▸ TEXT SEGMENT
Error: com.amazon.redshift.util.RedshiftException: ERROR: column "control_person_id" is of type integer but expression is of type character varying Hint: You will need to rewrite or cast the expression.

SQL:


INSERT INTO n3c_ncats.N3C_CONTROL_MAP
SELECT
person_id, 1 as buddy_num, NULL
FROM n3c_ncats.n3c_case_cohort
WHERE person_id NOT IN (
SELECT case_person_id
FROM n3c_ncats.N3C_CONTROL_MAP
WHERE buddy_num = 1
)
    UNION

    SELECT person_id, 2 as buddy_num, NULL
    FROM n3c_ncats.n3c_case_cohort
    WHERE person_id NOT IN (
        SELECT case_person_id
        FROM n3c_ncats.N3C_CONTROL_MAP
        WHERE buddy_num = 2
        )
> 
> 
> R version:
> R version 4.1.3 (2022-03-10)
> 
> Platform:
> x86_64-w64-mingw32
> 
> Attached base packages:
> - stats
> - graphics
> - grDevices
> - utils
> - datasets
> - methods
> - base
> 
> Other attached packages:
> - N3cOhdsi (0.2.2)
> - zip (2.2.0)
> - SqlRender (1.16.1)
> - remotes (2.4.2.1)
> - DatabaseConnector (6.3.0)

> print(.packages())
> [1] "N3cOhdsi"          "zip"               "SqlRender"         "remotes"          
> [5] "DatabaseConnector" "stats"             "graphics"          "grDevices"        
> [9] "utils"             "datasets"          "methods"           "base"             
also package `fs` used explicitly

DDL of referenced tables:

CREATE TABLE IF NOT EXISTS n3c_ncats.n3c_control_map ( case_person_id INTEGER NOT NULL ENCODE az64 ,buddy_num INTEGER NOT NULL ENCODE az64 ,control_person_id INTEGER ENCODE az64 )

▸ COMPLETE THE FOLLOWING
- A) Answer the following from the Redshift error report, one answer per line:
(i) What data type does the DDL assign to control_person_id?
(ii) Which R version is listed?
(iii) Which version of the DatabaseConnector package is attached?
- B) Using the error message in the Redshift error report, explain why the INSERT statement fails and state what the hint recommends.
- C) Extend the Redshift error report past its final line.

▸ ENTRIES SHOWN

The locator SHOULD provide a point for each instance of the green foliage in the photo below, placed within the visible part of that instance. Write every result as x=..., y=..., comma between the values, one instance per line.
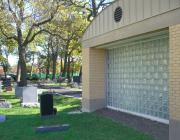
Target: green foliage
x=21, y=123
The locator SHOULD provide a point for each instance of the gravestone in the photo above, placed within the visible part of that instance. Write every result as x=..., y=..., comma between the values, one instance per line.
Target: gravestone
x=46, y=105
x=53, y=128
x=2, y=118
x=29, y=96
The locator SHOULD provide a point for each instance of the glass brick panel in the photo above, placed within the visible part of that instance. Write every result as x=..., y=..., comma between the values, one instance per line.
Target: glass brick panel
x=138, y=77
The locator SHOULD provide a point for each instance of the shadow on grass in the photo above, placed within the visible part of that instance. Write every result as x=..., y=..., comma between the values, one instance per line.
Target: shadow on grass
x=86, y=126
x=8, y=96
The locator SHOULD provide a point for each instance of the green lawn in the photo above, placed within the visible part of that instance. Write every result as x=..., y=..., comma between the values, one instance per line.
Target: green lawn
x=21, y=123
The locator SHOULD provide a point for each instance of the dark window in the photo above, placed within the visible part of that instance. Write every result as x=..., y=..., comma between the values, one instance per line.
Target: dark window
x=118, y=14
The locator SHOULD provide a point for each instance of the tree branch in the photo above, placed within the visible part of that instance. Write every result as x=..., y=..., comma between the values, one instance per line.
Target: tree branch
x=28, y=39
x=8, y=37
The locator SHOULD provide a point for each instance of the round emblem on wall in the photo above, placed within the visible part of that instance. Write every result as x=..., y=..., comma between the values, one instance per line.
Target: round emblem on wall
x=118, y=14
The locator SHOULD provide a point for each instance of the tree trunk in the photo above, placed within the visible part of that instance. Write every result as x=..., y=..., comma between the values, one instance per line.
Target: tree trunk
x=32, y=65
x=54, y=67
x=68, y=69
x=22, y=62
x=47, y=70
x=94, y=11
x=48, y=63
x=65, y=65
x=61, y=67
x=72, y=68
x=22, y=59
x=18, y=75
x=80, y=73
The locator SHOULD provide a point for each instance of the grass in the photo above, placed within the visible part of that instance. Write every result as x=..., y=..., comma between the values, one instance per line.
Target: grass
x=21, y=123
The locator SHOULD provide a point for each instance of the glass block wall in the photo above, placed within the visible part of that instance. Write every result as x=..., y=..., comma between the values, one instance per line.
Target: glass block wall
x=137, y=77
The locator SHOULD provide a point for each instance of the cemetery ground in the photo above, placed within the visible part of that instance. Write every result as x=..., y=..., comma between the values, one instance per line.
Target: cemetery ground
x=21, y=123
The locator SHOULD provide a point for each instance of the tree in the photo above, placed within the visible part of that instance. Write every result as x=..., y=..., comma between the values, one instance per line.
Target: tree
x=93, y=7
x=26, y=20
x=6, y=47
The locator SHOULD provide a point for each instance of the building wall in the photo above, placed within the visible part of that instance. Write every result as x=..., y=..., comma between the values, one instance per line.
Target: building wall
x=94, y=66
x=174, y=82
x=134, y=11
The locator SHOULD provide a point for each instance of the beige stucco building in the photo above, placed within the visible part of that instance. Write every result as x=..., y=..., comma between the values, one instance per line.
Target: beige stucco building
x=131, y=61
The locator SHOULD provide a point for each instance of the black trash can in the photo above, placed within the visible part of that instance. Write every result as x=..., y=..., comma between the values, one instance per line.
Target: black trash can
x=46, y=105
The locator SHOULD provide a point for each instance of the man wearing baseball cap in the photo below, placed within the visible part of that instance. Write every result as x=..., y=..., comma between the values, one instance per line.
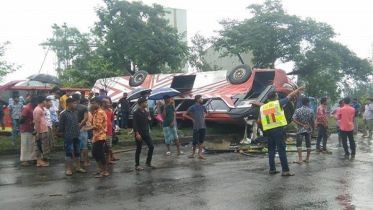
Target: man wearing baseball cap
x=141, y=121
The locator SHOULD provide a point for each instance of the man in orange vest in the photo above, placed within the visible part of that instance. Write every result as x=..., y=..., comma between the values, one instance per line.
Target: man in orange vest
x=273, y=121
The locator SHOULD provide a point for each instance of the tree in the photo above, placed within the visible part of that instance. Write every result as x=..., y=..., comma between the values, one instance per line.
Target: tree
x=198, y=52
x=271, y=34
x=6, y=67
x=137, y=35
x=69, y=44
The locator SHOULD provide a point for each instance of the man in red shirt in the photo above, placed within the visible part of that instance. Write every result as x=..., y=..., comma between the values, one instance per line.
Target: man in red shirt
x=109, y=132
x=26, y=128
x=322, y=126
x=41, y=130
x=346, y=115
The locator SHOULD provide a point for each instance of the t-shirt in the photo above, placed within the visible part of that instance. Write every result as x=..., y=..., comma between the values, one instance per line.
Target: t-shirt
x=63, y=101
x=15, y=110
x=81, y=111
x=124, y=104
x=198, y=114
x=39, y=113
x=100, y=97
x=110, y=118
x=356, y=106
x=170, y=112
x=48, y=117
x=27, y=115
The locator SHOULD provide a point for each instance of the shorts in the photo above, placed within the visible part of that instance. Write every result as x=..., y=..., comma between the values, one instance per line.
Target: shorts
x=109, y=143
x=198, y=136
x=170, y=134
x=338, y=130
x=300, y=137
x=83, y=140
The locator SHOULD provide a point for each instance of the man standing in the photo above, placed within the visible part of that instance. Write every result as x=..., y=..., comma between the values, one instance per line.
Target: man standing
x=103, y=94
x=27, y=127
x=99, y=127
x=69, y=126
x=3, y=105
x=304, y=118
x=198, y=112
x=338, y=122
x=47, y=145
x=322, y=126
x=15, y=112
x=169, y=125
x=109, y=130
x=346, y=114
x=356, y=106
x=41, y=131
x=82, y=112
x=124, y=110
x=64, y=98
x=141, y=121
x=368, y=119
x=273, y=121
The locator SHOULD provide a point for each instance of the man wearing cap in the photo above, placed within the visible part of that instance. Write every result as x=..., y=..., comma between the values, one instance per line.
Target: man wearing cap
x=103, y=94
x=141, y=120
x=169, y=125
x=15, y=109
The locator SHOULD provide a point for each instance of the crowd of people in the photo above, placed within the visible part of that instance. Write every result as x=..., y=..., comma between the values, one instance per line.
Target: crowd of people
x=273, y=121
x=83, y=120
x=79, y=120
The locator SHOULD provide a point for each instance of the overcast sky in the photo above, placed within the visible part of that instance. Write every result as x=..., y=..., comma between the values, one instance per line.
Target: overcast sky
x=27, y=23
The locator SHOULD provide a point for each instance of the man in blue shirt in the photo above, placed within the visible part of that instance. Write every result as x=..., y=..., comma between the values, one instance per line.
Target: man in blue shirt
x=356, y=106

▸ EXERCISE ANSWERS
- A)
(i) INTEGER
(ii) R version 4.1.3 (2022-03-10)
(iii) 6.3.0

- B) The INSERT fails because the column "control_person_id" is of type integer, but the expression supplied for it is of type character varying. The hint recommends rewriting or casting the expression.

- C)
CREATE TABLE IF NOT EXISTS n3c_ncats.n3c_case_cohort ( person_id INTEGER NOT NULL ENCODE az64 ,pt_age VARCHAR(20) ENCODE lzo ,sex VARCHAR(20) ENCODE lzo ,hispanic VARCHAR(20) ENCODE lzo ,race VARCHAR(20) ENCODE lzo )

MPagel commented 7 months ago
INSERT INTO @resultsDatabaseSchema.N3C_CONTROL_MAP
SELECT
        person_id, 1 as buddy_num, CAST(NULL as integer)
        FROM @resultsDatabaseSchema.n3c_case_cohort
        WHERE person_id NOT IN (
            SELECT case_person_id
            FROM @resultsDatabaseSchema.N3C_CONTROL_MAP
            WHERE buddy_num = 1
            )

        UNION

        SELECT person_id, 2 as buddy_num, CAST(NULL as integer)
        FROM @resultsDatabaseSchema.n3c_case_cohort
        WHERE person_id NOT IN (
            SELECT case_person_id
            FROM @resultsDatabaseSchema.N3C_CONTROL_MAP
            WHERE buddy_num = 2
            )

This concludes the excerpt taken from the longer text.